> [SELECTION]
══════════════════════════════

Archive for January, 2013

Debates in the Digital Humanities Lecture

January 29th, 2013

Debates in the Digital Humanities Lecture

Gleeson Library Rare Book Room 3rd Floor. Feb 7th. Twitter #USFDH

The University of San Francisco will be hosting a lecture and reception with Matthew Gold, Editor of Debates in the Digital Humanities (U of Minnesota Press, 2012).

For SEX, See the Librarian

January 25th, 2013
If you haven't read Jeanette C. Smith's The Laughing Librarian: A History of American Library Humor (McFarland, 2012), you're missing out on a great book (see my review). One of the chapters in her book is titled "For SEX, See the Librarian". This phrase derives from the practice of some libraries, mostly in the past, of keeping books with a sexual theme in a location other than open stacks, a practice that would be frowned on by most librarians today. The catalog card for a book in this collection would sometimes be marked with the phrase "For SEX, See the Librarian". Smith notes that the phrase, of course, led to humorous interpretations and has been cited in a number of newspapers and periodicals as being seen in the card catalogs of libraries. She mentions that one library after being challenged about its use changed the heading to read "SEX: (for SEX, ask at desk)". The chapter in Smith's book includes numerous examples of library and librarian stereotypes being used in sex related humor in our popular culture. The postcard shown here is of British origin, and is from my collection, not Smith's book. It is a variation of the "sexy librarian" or "naughty librarian" anti-stereotype sometimes portrayed in the popular culture. I apologize for any offense the image may cause. To see another  postcard showing British library humor click HERE.

══════════════════════════════

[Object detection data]
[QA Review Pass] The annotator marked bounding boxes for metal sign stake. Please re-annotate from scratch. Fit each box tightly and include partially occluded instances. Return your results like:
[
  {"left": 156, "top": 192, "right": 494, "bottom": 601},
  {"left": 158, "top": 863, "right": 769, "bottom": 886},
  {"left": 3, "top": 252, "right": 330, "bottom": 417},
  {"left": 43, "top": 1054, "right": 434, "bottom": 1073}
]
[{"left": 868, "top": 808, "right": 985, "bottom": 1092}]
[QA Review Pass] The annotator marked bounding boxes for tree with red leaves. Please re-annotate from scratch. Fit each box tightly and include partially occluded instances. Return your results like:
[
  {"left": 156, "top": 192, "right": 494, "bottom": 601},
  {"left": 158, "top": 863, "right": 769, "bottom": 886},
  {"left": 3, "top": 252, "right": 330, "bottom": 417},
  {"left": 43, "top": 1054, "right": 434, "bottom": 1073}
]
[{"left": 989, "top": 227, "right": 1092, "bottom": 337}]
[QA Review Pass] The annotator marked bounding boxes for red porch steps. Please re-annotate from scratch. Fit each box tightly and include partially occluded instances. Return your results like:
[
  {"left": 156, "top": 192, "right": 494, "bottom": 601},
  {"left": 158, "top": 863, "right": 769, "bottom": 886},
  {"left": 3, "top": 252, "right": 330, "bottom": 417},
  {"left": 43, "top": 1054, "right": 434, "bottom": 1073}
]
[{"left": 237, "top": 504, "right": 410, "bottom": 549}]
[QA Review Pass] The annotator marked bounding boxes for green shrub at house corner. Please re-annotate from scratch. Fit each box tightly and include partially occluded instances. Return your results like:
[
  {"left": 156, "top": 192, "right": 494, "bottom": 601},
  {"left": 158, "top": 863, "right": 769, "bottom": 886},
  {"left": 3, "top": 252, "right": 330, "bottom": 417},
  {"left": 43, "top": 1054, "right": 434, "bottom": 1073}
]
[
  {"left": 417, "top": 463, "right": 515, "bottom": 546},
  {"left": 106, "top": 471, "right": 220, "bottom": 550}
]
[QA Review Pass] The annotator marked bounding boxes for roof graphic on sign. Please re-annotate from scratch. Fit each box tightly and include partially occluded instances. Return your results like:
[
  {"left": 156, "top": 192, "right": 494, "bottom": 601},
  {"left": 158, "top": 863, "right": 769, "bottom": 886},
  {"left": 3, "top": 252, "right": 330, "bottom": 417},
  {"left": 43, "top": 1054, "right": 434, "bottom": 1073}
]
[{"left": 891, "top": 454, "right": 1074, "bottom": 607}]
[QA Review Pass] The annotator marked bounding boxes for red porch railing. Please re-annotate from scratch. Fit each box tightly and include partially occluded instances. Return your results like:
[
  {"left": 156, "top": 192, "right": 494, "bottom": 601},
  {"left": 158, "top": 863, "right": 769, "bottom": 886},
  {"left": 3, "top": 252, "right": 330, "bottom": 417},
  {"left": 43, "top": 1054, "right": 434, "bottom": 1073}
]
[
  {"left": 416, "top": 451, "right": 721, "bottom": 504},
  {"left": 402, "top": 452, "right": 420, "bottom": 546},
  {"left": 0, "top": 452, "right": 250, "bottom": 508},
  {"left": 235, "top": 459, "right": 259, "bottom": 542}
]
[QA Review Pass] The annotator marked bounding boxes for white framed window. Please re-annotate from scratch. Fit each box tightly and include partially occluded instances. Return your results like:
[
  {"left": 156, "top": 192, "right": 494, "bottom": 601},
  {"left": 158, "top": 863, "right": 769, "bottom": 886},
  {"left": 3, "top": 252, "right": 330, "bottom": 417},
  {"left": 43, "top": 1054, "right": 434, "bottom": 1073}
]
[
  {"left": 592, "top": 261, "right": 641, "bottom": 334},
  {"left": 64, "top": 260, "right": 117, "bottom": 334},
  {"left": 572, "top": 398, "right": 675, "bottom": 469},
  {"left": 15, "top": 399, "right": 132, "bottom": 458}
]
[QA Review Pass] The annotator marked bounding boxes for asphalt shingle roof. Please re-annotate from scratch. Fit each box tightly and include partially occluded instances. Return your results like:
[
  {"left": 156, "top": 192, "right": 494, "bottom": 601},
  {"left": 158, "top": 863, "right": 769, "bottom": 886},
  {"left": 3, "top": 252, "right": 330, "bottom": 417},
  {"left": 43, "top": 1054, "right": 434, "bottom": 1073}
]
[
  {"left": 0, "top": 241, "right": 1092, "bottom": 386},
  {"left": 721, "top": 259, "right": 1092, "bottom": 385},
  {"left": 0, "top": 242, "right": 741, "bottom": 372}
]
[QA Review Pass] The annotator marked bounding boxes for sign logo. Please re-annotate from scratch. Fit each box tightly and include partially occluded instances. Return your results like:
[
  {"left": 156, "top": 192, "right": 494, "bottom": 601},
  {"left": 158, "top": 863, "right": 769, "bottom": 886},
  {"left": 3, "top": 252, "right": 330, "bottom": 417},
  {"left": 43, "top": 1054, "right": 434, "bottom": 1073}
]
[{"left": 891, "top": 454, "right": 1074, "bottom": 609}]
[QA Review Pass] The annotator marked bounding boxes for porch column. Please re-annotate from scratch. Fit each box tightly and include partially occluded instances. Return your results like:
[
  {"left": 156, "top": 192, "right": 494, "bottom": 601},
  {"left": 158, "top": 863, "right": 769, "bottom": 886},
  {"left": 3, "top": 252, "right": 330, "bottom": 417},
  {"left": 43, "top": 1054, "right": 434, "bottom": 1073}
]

══════════════════════════════

> [PROBLEMS AND TASKS]
1 - Copy out the section of the blog archive between "Gleeson Library Rare" and "Minnesota Press, 2012).", inclusive, with no changes.
2 - Count the lines of the records that contain the string "Review", matching case exactly, and give only that number.

> [ANSWERS TO THE EXERCISES]
1 -
Gleeson Library Rare Book Room 3rd Floor. Feb 7th. Twitter #USFDH

The University of San Francisco will be hosting a lecture and reception with Matthew Gold, Editor of Debates in the Digital Humanities (U of Minnesota Press, 2012).

2 - 10